__Entries__
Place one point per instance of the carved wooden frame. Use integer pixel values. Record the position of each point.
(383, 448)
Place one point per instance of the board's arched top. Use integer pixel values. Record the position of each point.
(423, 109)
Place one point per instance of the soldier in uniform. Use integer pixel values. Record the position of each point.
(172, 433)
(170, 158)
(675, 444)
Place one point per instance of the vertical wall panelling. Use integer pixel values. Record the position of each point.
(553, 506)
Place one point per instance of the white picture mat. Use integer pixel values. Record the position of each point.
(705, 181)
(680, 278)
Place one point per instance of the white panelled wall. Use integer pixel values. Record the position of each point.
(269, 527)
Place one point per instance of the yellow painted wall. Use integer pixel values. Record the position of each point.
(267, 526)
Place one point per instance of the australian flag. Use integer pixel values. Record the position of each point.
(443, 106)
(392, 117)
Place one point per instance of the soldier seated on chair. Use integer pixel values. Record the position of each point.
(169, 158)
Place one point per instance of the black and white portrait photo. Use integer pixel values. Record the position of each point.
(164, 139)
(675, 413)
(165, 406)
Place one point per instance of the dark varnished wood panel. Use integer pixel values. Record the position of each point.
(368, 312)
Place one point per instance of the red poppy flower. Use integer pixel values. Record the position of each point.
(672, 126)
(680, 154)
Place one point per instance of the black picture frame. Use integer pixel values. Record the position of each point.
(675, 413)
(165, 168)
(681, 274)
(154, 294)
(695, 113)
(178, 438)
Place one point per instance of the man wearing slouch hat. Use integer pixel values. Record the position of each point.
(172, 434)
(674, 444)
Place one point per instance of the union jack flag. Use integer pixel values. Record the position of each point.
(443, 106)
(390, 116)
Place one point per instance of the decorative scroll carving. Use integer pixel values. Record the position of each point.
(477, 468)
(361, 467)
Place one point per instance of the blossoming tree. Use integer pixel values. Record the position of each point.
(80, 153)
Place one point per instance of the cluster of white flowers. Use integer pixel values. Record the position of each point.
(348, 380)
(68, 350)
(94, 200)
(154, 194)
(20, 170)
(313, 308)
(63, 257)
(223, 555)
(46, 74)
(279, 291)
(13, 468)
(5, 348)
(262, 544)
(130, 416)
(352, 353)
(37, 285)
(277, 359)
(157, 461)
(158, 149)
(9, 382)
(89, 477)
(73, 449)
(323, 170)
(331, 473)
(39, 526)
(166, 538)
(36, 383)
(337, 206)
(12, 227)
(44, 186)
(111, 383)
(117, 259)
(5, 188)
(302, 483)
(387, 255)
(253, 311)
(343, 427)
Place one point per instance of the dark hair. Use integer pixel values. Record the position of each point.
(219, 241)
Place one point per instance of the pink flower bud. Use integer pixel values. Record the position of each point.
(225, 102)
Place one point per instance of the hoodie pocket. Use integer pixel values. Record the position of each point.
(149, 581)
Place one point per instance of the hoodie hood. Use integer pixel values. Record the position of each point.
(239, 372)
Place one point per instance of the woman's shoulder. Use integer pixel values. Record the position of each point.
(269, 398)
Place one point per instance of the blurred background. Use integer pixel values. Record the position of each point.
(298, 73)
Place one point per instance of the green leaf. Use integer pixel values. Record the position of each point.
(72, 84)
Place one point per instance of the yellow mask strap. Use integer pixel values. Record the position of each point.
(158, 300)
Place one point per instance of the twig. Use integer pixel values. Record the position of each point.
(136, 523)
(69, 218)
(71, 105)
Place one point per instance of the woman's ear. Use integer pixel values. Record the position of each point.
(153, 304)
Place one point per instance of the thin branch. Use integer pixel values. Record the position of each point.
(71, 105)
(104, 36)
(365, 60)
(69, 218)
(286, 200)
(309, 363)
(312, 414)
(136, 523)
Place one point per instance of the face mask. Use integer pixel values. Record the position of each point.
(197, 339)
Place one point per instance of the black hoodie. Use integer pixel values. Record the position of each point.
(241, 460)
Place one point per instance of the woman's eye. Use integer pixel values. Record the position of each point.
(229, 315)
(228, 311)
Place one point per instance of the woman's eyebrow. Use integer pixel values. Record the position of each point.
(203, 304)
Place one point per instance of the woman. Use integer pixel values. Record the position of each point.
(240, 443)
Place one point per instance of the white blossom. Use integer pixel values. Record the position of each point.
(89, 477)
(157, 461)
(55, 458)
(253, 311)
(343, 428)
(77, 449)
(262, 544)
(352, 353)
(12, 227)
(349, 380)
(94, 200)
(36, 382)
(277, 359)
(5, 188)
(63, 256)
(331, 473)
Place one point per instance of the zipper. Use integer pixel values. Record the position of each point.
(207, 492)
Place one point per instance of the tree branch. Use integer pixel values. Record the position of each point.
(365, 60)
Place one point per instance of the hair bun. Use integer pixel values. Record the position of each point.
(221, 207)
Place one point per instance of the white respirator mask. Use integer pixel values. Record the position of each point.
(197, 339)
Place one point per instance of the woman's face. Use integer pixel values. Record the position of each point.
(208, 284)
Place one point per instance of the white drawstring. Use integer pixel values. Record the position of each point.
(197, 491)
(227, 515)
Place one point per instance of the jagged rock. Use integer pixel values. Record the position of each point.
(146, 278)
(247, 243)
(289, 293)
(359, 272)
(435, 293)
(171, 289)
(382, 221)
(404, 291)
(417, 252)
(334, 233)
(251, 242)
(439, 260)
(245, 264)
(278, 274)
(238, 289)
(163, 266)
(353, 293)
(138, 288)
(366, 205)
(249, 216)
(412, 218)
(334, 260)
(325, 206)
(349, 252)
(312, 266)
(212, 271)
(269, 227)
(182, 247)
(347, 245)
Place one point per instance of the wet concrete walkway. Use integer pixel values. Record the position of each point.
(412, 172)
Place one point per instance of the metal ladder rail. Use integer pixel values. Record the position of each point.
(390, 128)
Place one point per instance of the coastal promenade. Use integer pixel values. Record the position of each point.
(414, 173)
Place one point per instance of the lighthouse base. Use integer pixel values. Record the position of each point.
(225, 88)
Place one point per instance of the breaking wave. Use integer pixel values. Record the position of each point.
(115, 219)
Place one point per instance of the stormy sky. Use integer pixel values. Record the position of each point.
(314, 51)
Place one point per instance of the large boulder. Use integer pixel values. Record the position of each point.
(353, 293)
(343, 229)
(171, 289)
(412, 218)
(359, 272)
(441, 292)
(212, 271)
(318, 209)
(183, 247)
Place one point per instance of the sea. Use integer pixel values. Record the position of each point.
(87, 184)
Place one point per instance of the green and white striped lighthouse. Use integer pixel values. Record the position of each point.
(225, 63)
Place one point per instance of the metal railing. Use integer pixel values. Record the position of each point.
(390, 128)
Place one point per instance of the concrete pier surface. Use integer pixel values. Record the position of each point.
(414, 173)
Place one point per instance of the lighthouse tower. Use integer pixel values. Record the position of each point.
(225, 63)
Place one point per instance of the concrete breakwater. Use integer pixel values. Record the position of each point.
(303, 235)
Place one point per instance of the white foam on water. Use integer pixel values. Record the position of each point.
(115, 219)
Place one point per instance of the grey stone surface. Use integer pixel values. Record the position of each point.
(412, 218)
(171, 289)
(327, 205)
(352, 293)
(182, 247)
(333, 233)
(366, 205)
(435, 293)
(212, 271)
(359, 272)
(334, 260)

__To be done__
Copy all of the records above verbatim, line for line, without changing anything.

__Expected output__
Place one point per instance of the carved wooden frame. Use integer pixel values. Record the position of each point.
(383, 448)
Place one point per instance of the board's arched top. Use integer pixel values. Record the position of each point.
(423, 109)
Place one point per instance of the soldier in uniform. Use integer pixel values. Record the position of each point.
(172, 433)
(170, 158)
(675, 444)
Place one point per instance of the vertical wall panelling. Use integer pixel values. Record the position of each point.
(553, 506)
Place one point per instance of the white picture mat. Use integer pixel values. Record the position of each point.
(705, 181)
(680, 278)
Place one point per instance of the white panelled wall. Use integer pixel values. Record the position of each point.
(269, 527)
Place one point per instance of the yellow painted wall. Use integer pixel values. Record the position of each point.
(267, 526)
Place one point per instance of the australian flag. Use integer pixel values. Record the position of each point.
(443, 106)
(392, 117)
Place one point per instance of the soldier seated on chair. Use integer pixel values. Record the position of each point.
(169, 158)
Place one point per instance of the black and white portrait photo. Use integer pixel values. Record the position of each point.
(164, 139)
(675, 413)
(165, 406)
Place one point per instance of the dark varnished wood panel. Use integer pixel values. Record the position of each point.
(368, 312)
Place one point per instance of the red poppy flower. Use integer pixel values. Record the position of each point.
(672, 126)
(680, 154)
Place one point per instance of the black picture frame. Use integer pixel values. Record the position of each point.
(675, 413)
(165, 168)
(681, 274)
(154, 294)
(695, 113)
(178, 438)
Place one point per instance of the man wearing slouch hat. Use integer pixel values. Record the position of each point.
(172, 434)
(674, 444)
Place one point per instance of the union jack flag. Use integer pixel values. Record the position of each point.
(443, 106)
(390, 116)
Place one point per instance of the decorative scroll carving. Use integer pixel values. Record the position of each point.
(477, 468)
(361, 467)
Place one point per instance of the blossoming tree. Use integer pixel values. Record the position of each point.
(80, 153)
Place one point per instance of the cluster of white flowers. Use integer pixel values. Record the position of each point.
(348, 380)
(68, 350)
(94, 200)
(154, 194)
(20, 170)
(313, 308)
(63, 257)
(223, 555)
(46, 74)
(279, 291)
(13, 468)
(5, 348)
(262, 544)
(130, 416)
(352, 353)
(37, 285)
(277, 359)
(157, 461)
(158, 149)
(9, 382)
(89, 477)
(73, 449)
(323, 170)
(331, 473)
(39, 526)
(166, 538)
(36, 383)
(337, 206)
(12, 227)
(44, 186)
(111, 383)
(117, 259)
(5, 188)
(302, 483)
(387, 255)
(253, 311)
(343, 427)
Place one point per instance of the dark hair. Use integer pixel values. Record the position of each point.
(219, 241)
Place one point per instance of the pink flower bud. Use integer pixel values. Record the position of each point.
(225, 102)
Place one point per instance of the hoodie pocket. Use integer pixel values. Record the position of each point.
(149, 581)
Place one point per instance of the hoodie hood. Use integer pixel values. Record the position of each point.
(239, 372)
Place one point per instance of the woman's shoulder. Use integer pixel values. Record the position of each point.
(269, 398)
Place one point per instance of the blurred background. Use integer pixel values. Record the position of each point.
(298, 73)
Place one point per instance of the green leaf. Use integer pixel values. Record the position of each point.
(72, 84)
Place one point per instance of the yellow mask strap. Use integer pixel values. Record the position of each point.
(158, 300)
Place one point per instance of the twig. Use integer pixel values. Record the position of each point.
(136, 523)
(69, 218)
(71, 105)
Place one point per instance of the woman's ear. Use integer pixel values. Record the position of each point.
(153, 304)
Place one point per instance of the thin branch. Use integer pixel values. Record the position of each point.
(71, 105)
(104, 36)
(365, 60)
(69, 218)
(286, 200)
(309, 363)
(312, 414)
(136, 523)
Place one point per instance of the face mask. Use integer pixel values. Record the position of each point.
(197, 339)
Place one point per instance of the black hoodie. Use integer pixel values. Record the position of each point.
(241, 460)
Place one point per instance of the woman's eye. Use integer pixel values. Record the position of each point.
(229, 315)
(228, 311)
Place one point per instance of the woman's eyebrow. Use integer pixel values. Record the position of each point.
(203, 304)
Place one point per instance of the woman. Use integer pixel values. Record the position of each point.
(240, 443)
Place one point per instance of the white blossom. Use integer pixel values. Record the position of each point.
(89, 477)
(157, 461)
(55, 458)
(253, 311)
(343, 428)
(77, 449)
(262, 544)
(352, 353)
(12, 227)
(349, 380)
(94, 200)
(36, 382)
(277, 359)
(5, 188)
(63, 256)
(331, 473)
Place one point per instance of the zipper. Use integer pixel values. Record the position of each point.
(207, 492)
Place one point per instance of the tree branch. Use integer pixel values. Record the position of each point.
(365, 60)
Place one point per instance of the hair bun. Use integer pixel values. Record the position of each point.
(221, 207)
Place one point per instance of the white respirator mask. Use integer pixel values. Record the position of each point.
(197, 339)
Place one point per instance of the woman's face. Use integer pixel values. Record the position of each point.
(208, 284)
Place one point per instance of the white drawstring. Use integer pixel values. Record the position of each point.
(197, 491)
(227, 515)
Place one point per instance of the jagged rock. Use integer pixel values. Record the position of each point.
(146, 278)
(247, 243)
(289, 293)
(359, 272)
(435, 293)
(171, 289)
(382, 221)
(404, 291)
(417, 252)
(334, 233)
(251, 242)
(439, 260)
(245, 264)
(278, 274)
(238, 289)
(163, 266)
(353, 293)
(138, 288)
(366, 205)
(249, 216)
(412, 218)
(334, 260)
(325, 206)
(349, 252)
(312, 266)
(212, 271)
(269, 227)
(182, 247)
(347, 245)
Place one point per instance of the wet concrete walkway. Use integer pixel values. Record the position of each point.
(412, 172)
Place one point per instance of the metal ladder rail. Use integer pixel values. Record the position of each point.
(390, 128)
Place one point per instance of the coastal promenade. Use integer pixel values. Record the position of each point.
(414, 173)
Place one point per instance of the lighthouse base. Use integer pixel values. Record the position of each point.
(225, 88)
Place one point per instance of the breaking wave. Use integer pixel values. Record the position of each point.
(115, 219)
Place one point per instance of the stormy sky. Use integer pixel values. Record the position of each point.
(314, 51)
Place one point per instance of the large boulder. Use integer pixel values. Record the position of each point.
(353, 293)
(343, 229)
(171, 289)
(412, 218)
(359, 272)
(441, 292)
(212, 271)
(318, 209)
(183, 247)
Place one point per instance of the sea. Use integer pixel values. Record the position of each point.
(87, 184)
Place one point per instance of the green and white striped lighthouse. Use integer pixel values. Record the position of each point.
(225, 63)
Place one point per instance of the metal railing. Use integer pixel values. Record the position of each point.
(390, 128)
Place one point per instance of the concrete pier surface. Use integer pixel values. Record the position of each point.
(414, 173)
Place one point per instance of the lighthouse tower. Use integer pixel values. Record the position of each point.
(225, 63)
Place one point per instance of the concrete breakwater. Use integer pixel values. Record the position of each point.
(303, 235)
Place one point per instance of the white foam on water. Use integer pixel values. Record the position of each point.
(115, 219)
Place one point per instance of the grey stone surface. Use integer pixel values. Record the position of each point.
(412, 218)
(171, 289)
(327, 205)
(352, 293)
(182, 247)
(333, 233)
(366, 205)
(435, 293)
(212, 271)
(359, 272)
(334, 260)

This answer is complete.